## DO THIS
Copy out, unchanged, the rows from the very beginning through the line containing "point(483, 115)".

(Point labeling examples)
╭──

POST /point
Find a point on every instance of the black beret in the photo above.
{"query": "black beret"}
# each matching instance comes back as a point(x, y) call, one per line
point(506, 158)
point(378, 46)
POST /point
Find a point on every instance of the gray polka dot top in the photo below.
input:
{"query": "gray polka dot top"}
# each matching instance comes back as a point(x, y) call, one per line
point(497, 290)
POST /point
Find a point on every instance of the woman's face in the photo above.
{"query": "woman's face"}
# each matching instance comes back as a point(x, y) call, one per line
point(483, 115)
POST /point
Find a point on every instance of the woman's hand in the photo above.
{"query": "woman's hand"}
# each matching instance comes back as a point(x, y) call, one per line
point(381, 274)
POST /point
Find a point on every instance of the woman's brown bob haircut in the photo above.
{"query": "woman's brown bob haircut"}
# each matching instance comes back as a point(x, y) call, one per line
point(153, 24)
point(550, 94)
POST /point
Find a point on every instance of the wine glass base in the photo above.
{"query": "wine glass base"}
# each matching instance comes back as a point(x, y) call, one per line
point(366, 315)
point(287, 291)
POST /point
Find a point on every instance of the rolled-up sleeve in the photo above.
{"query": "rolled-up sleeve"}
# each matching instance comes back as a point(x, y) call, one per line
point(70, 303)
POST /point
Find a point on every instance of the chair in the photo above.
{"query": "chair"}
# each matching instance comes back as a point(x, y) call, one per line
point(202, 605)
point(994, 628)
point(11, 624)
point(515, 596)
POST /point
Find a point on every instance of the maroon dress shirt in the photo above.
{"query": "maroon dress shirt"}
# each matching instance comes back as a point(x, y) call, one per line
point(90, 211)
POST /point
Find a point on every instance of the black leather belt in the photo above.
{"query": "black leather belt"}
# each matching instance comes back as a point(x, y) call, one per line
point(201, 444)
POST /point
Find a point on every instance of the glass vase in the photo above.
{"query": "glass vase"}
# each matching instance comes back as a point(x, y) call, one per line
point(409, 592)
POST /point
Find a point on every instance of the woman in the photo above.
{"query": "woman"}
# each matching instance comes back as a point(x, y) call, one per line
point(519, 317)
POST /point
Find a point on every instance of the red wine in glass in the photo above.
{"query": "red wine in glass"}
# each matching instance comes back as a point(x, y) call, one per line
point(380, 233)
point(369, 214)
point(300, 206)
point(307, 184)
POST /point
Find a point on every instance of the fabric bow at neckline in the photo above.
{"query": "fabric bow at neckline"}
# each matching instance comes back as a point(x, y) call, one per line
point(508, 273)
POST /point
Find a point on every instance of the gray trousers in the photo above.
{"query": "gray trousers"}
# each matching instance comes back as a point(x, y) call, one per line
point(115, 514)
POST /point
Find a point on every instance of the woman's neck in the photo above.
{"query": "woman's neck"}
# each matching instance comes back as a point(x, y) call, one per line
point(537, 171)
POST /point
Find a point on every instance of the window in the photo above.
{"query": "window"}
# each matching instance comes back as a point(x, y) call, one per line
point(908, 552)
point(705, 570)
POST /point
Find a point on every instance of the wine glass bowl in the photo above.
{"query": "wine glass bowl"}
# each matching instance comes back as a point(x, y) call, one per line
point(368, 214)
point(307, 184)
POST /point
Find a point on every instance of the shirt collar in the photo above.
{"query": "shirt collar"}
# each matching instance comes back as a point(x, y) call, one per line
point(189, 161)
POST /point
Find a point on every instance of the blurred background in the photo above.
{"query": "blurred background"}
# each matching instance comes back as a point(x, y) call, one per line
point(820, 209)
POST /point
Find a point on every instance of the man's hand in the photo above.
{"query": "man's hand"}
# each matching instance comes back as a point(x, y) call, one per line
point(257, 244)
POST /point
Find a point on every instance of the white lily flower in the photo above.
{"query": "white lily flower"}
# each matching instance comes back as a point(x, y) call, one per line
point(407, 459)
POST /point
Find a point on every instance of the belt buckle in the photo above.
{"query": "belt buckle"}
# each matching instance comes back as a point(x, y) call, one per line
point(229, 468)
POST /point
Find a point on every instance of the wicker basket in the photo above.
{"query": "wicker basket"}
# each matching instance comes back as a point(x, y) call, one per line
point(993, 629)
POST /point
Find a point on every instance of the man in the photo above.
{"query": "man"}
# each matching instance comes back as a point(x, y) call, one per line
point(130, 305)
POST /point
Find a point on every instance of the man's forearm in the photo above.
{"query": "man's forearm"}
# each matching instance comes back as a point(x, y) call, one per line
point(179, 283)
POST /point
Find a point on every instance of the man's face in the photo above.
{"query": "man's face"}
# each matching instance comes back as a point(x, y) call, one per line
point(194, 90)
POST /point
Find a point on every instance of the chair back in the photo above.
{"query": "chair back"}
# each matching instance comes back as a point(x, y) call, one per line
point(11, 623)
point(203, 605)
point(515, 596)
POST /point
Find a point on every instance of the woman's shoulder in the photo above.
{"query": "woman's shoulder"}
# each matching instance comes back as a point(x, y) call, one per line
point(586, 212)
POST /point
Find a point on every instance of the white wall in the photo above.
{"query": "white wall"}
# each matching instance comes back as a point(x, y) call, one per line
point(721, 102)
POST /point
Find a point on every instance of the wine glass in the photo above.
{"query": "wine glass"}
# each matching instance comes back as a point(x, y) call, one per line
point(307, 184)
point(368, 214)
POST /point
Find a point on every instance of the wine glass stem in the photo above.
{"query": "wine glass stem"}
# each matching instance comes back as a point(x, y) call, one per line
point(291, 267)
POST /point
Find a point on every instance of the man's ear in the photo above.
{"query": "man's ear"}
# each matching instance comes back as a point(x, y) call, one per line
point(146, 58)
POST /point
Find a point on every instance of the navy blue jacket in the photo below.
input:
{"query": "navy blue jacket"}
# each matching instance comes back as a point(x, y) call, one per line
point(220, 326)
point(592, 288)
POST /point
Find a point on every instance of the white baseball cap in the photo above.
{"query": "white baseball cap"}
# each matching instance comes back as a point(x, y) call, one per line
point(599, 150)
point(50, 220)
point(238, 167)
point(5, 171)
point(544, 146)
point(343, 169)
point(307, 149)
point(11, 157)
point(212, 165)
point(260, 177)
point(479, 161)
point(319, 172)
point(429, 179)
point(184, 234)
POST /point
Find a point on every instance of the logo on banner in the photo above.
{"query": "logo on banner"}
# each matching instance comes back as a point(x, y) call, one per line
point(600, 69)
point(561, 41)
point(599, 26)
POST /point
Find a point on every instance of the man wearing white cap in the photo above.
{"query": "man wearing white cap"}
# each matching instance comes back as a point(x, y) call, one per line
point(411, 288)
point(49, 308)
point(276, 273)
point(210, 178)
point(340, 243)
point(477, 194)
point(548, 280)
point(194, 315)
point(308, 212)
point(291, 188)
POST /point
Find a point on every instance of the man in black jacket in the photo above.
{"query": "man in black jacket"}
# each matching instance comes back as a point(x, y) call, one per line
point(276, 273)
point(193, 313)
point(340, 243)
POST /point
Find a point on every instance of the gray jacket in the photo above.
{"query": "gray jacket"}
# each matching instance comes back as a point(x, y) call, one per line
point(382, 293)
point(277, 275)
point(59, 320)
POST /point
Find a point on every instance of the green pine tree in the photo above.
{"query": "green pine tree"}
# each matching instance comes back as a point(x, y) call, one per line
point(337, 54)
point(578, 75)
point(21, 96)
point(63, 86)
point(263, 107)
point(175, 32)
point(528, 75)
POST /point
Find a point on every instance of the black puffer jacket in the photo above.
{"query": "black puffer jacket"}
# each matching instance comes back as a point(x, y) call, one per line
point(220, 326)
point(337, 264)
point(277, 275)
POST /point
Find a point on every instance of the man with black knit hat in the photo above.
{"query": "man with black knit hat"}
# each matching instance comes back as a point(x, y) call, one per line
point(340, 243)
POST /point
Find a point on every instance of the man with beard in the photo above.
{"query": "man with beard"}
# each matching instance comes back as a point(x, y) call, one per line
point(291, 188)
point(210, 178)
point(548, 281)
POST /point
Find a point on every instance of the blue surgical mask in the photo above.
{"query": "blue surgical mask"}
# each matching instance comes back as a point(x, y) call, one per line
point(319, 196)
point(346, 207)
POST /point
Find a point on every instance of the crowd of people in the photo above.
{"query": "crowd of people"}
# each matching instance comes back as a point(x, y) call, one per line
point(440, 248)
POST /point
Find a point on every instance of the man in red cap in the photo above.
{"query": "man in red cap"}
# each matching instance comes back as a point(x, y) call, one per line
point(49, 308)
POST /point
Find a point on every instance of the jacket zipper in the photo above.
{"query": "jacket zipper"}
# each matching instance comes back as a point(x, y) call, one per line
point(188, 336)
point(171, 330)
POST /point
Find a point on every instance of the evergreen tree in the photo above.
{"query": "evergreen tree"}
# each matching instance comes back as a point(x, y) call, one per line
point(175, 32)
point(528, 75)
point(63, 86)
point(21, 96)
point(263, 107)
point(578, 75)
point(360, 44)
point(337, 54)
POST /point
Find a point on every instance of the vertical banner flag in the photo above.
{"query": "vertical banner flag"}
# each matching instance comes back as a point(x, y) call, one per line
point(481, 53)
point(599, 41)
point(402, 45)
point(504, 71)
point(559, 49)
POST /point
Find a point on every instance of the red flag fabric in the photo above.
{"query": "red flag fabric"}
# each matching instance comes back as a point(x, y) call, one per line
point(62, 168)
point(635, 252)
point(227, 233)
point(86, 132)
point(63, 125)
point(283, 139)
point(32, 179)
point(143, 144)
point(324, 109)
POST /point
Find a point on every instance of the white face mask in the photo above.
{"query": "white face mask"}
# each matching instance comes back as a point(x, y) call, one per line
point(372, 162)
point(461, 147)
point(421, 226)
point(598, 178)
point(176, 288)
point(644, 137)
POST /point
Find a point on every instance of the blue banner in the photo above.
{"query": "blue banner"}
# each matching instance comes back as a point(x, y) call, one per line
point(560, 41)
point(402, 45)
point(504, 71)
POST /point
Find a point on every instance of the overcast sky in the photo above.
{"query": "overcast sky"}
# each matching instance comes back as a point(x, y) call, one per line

╰──

## OUTPUT BELOW
POST /point
Find a point on every instance of the black beret in the photo above.
{"query": "black beret"}
# each matching instance comes back as a point(x, y) call, one per line
point(506, 158)
point(378, 46)
POST /point
Find a point on every instance of the gray polka dot top in the photo below.
input:
{"query": "gray polka dot top"}
# each matching instance comes back as a point(x, y) call, one per line
point(497, 290)
POST /point
Find a point on every instance of the woman's face in the photo above.
{"query": "woman's face"}
# each matching instance comes back as a point(x, y) call, one per line
point(483, 115)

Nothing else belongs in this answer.